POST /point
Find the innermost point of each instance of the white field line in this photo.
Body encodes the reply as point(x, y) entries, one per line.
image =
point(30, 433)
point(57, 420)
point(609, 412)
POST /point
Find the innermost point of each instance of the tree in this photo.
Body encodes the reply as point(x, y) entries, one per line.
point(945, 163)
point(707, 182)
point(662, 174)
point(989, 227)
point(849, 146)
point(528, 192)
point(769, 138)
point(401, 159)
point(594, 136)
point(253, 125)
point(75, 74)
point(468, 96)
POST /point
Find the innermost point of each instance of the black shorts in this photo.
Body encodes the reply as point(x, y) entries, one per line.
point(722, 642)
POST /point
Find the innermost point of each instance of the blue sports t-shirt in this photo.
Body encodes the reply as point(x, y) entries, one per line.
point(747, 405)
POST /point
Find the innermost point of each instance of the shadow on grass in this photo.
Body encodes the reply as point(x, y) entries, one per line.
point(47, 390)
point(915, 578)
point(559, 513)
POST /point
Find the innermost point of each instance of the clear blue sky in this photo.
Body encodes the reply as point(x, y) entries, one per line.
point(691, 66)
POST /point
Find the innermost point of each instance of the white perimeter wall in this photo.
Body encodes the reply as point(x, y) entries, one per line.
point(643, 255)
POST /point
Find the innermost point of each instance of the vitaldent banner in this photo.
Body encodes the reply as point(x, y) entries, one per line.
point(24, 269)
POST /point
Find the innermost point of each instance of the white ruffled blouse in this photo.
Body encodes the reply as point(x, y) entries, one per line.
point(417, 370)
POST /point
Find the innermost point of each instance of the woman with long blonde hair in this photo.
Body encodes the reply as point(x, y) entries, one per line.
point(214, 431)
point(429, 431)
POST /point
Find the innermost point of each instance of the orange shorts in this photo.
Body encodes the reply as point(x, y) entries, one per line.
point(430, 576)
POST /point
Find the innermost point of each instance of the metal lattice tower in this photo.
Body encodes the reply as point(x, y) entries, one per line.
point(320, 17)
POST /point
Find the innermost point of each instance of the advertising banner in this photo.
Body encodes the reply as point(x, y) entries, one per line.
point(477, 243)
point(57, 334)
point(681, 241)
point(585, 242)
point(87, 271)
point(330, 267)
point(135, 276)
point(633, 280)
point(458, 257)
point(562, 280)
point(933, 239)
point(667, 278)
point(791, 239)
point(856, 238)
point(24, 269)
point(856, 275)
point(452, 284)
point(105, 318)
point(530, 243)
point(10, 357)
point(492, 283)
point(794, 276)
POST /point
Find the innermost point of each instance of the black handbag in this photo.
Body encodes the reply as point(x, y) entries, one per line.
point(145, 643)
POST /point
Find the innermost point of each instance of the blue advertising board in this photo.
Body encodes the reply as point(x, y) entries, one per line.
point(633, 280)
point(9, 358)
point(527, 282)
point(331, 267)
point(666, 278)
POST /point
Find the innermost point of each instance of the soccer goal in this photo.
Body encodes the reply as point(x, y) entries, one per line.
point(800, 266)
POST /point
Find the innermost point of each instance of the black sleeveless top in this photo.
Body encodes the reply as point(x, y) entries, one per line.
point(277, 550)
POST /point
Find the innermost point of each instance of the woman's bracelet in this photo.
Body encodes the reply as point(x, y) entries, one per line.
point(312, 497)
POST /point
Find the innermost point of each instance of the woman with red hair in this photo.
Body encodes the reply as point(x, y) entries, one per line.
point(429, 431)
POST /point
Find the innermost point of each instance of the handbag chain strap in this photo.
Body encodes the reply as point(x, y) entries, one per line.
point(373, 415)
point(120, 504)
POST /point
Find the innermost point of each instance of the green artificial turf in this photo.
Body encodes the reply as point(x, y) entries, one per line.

__WHAT YOU NEED TO DO__. Write out, word for word, the lines from the one containing "board in this photo." through the end of the records, with no other lines.

__SOLUTION TO THIS EXERCISE__.
Find the innermost point of each instance of the blue advertising board in this photo.
Body encodes the reply as point(x, y) entries, one per line.
point(633, 280)
point(9, 358)
point(527, 282)
point(331, 267)
point(666, 278)
POST /point
Find the innermost point of each instance of the soccer goal in this photo.
Body encodes the reply as point(x, y) entries, one per line.
point(800, 266)
POST /point
Find the innermost point of each instance of the black sleeveless top in this photo.
Body encodes the reply as point(x, y) entries, one per line.
point(277, 550)
POST /point
Find the innermost point of each instance of the woman's bracelet in this photo.
Body encodes the reply as point(x, y) entries, one per line.
point(312, 497)
POST /point
Find the innermost point of each instance of the woman with red hair in this photo.
Body encodes the reply as point(x, y) entries, one per line.
point(429, 431)
POST /point
Find the innermost point of each instance of the handbag chain strap in this photo.
Body encodes the reply as point(x, y) entries, one per line.
point(373, 415)
point(120, 504)
POST /point
Find the innermost point of each instance of the green artificial turf in this photo.
Body encodes the reply as point(x, y) entries, one per line.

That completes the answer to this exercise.